───── EXTRACTED ENTRIES
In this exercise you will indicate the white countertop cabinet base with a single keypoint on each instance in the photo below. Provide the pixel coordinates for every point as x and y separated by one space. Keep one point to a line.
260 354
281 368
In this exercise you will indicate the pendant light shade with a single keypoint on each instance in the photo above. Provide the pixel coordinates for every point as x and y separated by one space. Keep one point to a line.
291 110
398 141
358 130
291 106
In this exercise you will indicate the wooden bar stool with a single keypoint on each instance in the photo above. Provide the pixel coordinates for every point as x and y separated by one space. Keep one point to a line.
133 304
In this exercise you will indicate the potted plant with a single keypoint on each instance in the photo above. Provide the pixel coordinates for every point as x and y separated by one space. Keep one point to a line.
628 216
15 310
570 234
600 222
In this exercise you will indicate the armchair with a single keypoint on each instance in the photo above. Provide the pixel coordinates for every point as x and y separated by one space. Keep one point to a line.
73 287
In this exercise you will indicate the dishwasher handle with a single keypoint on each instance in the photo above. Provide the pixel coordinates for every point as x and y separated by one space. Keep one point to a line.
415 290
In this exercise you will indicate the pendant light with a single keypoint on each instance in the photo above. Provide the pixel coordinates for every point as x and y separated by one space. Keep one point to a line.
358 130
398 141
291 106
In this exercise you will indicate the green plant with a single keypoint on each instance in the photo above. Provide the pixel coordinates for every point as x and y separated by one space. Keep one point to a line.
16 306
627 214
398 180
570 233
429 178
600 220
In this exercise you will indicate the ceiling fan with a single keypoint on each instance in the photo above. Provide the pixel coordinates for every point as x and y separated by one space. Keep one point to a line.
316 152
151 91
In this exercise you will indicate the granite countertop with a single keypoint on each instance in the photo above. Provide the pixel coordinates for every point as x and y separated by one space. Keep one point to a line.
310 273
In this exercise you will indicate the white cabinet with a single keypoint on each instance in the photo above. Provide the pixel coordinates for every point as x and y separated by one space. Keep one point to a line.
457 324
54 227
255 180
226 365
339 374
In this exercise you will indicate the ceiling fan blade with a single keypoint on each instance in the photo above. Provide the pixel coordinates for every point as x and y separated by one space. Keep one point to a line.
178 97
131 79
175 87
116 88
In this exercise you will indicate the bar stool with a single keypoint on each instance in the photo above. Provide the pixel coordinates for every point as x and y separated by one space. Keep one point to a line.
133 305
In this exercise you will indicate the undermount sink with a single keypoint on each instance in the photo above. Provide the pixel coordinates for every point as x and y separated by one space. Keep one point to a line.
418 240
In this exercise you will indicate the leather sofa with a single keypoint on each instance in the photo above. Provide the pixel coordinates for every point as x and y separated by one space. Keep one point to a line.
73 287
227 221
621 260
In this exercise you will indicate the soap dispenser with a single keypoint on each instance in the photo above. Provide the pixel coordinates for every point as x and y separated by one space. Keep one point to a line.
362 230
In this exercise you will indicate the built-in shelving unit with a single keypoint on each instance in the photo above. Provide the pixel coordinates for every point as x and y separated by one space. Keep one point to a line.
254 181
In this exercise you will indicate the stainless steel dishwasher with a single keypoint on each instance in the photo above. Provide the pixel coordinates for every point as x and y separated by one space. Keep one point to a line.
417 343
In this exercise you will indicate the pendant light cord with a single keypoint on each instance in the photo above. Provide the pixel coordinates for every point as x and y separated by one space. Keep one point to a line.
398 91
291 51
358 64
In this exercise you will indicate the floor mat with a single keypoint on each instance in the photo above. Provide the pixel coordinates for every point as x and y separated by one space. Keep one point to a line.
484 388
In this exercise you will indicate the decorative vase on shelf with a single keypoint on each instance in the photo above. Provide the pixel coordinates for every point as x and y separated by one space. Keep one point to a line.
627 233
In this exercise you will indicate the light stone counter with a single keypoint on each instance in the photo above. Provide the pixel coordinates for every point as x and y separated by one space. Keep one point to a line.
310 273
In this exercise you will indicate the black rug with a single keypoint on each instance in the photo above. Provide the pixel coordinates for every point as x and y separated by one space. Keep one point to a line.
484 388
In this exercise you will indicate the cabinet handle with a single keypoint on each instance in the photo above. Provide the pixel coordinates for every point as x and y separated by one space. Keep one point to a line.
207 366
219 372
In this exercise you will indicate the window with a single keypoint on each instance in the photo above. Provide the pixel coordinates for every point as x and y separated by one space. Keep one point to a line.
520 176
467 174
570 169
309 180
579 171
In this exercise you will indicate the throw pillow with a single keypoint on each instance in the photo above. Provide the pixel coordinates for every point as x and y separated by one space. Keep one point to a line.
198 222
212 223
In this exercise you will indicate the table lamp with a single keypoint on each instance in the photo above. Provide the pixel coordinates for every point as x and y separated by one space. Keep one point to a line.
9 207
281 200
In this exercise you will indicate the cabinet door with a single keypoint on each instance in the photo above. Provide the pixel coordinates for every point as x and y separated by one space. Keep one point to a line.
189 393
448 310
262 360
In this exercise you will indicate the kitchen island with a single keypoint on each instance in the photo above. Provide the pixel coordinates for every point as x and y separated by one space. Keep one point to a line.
──────────
# WORK REQUEST
Having read the entries, repeat them all exactly.

# ANSWER TO THE PROBLEM
In this exercise you will indicate the white countertop cabinet base with a single keypoint on each instance in the photo below. Provide the pixel coordinates for every point as x and y separated by one space. Keep one point to a line.
260 354
281 368
In this exercise you will indicate the pendant light shade with a single keypoint on each instance in the photo above. Provide the pixel coordinates for every point as x and y separated by one space. Keep one point to a line.
291 110
398 141
358 130
291 106
In this exercise you will indicate the wooden bar stool with a single keypoint on each instance in the photo above. Provide the pixel coordinates for every point as x and y separated by one space. Keep one point to a line.
133 304
In this exercise you will indicate the potted plant with a single keypoint on each instance in the photo above. Provide the pixel coordinates for every point as x and y separated by one space. Keep one point to a line.
628 216
15 310
570 234
600 222
In this exercise you will indicate the armchair with a single keypoint on each instance in the photo above. Provide the pixel coordinates for every point as x and y separated by one space. Keep one point to a line.
73 287
In this exercise you will indicate the dishwasher handle with a single keypoint on each instance in the photo above. Provide the pixel coordinates for every point as x and y separated by one space. Keep one point to a line.
415 290
In this exercise you will indicate the pendant light with a single keypoint on each instance in the photo above. Provide the pixel coordinates for every point as x and y separated by one space. Keep one point to a line.
358 130
398 141
291 106
In this exercise you will indicate the green plant with a single keypoint on each instance in the photo above. Provide the pixel coordinates for every point as x and y separated by one space. Keep one point to a line.
16 306
627 214
398 180
570 233
429 178
600 220
In this exercise you will indicate the ceiling fan with a single keypoint on each instance in the photo above. Provide the pixel coordinates for every point as x and y separated by one space. Keep one point to a line.
316 152
151 91
In this exercise you will indicate the granite countertop with a single keypoint on each instance in the photo above. Provide the pixel coordinates for every point as x and y separated by one space. Keep one point to a line.
310 273
In this exercise you will indicate the white cabinet with a single keypoint on each instance in the photo above. Provide the pixel coordinates for every point as x and y separated by one space. Keep one point to a line.
457 324
54 227
255 180
226 365
339 374
In this exercise you will indicate the ceiling fan blade with a single keypoint on each instance in the photo above. Provide the pixel coordinates for every point as x and y separated by one space. Keep one point to a line.
178 97
131 79
175 87
116 88
In this exercise you will indicate the bar stool with a single keypoint on each instance in the photo above. Provide the pixel coordinates for every point as x and y separated by one space. Keep one point to a line.
133 305
In this exercise you will indicate the undermount sink with a single keypoint on each instance in the photo above. Provide the pixel coordinates for every point as x and y separated by one space. Keep one point to a line.
418 240
In this exercise you will indicate the leather sofa with a single keypoint on each instance in the photo above. Provide the pixel coordinates for every point as x and y separated by one space. Keep one point to a line.
73 287
227 221
621 260
In this exercise you will indicate the soap dispenser with a single keypoint on each instance in the photo above. Provide the pixel coordinates for every point as x and y separated by one space. Keep one point to a line.
362 230
In this exercise you will indicate the built-in shelving unit with a single keypoint on each instance in the photo above. Provide the pixel coordinates for every point as x and y separated by one space. Keep one point to a line.
254 181
In this exercise you will indicate the stainless steel dishwasher with a single keypoint on each instance in the photo above. Provide the pixel coordinates for every point as x and y separated by one space. Keep one point to a line.
417 343
In this exercise you will indicate the pendant light cord with a single keypoint on each instance in the photo above. Provide the pixel coordinates for every point as x and y separated by one space. Keep one point to a line.
398 91
291 51
358 64
In this exercise you will indicate the floor mat with a single keypoint on each instance in the photo above. Provide the pixel coordinates for every point as x and y separated by one space. Keep one point to a line.
484 388
In this exercise you will indicate the decorative vase on shelf with a single keypoint on each instance in the photo above. Provide the pixel coordinates for every point as x and y separated by one space. Keep one point to a line.
627 233
In this exercise you will indicate the light stone counter with a single keypoint on each instance in the photo above. Provide the pixel coordinates for every point as x and y separated by one space. Keep one point to a line.
310 273
In this exercise you will indicate the black rug with a single keypoint on each instance in the photo above. Provide the pixel coordinates for every point as x and y separated by one space. Keep one point to a line.
484 388
In this exercise you will indicate the cabinet handle with a single keypoint on each instance in the photo above. Provide the pixel coordinates for every point as x and y separated by one space. Keep one point to a line.
207 366
219 372
In this exercise you will indicate the window with a single keypoint on each instance in the photo above. Provide the pixel coordinates for every point as x and y separated by one space. Keep one point to a line.
520 176
467 174
570 169
309 180
579 171
In this exercise you will indicate the throw pillow with a single keypoint on each instance in the photo above. Provide the pixel coordinates for every point as x and y separated by one space. Keep one point to a line.
198 222
212 223
In this exercise you will indicate the table lamp with a single keypoint on each instance in the photo above. Provide the pixel coordinates for every point as x and y separated by one space. Keep one point to a line.
9 207
281 200
In this exercise you will indicate the cabinet door with a single keypoint on each instance in the photo above. Provide the pixel coordinates for every point as x and y separated by one space. Keep one point to a line.
189 393
448 310
262 360
In this exercise you will indicate the kitchen island with a single keypoint on each instance in the photo above. Provide the pixel coordinates for every point as x and y separated by one space. Keep one point to a line.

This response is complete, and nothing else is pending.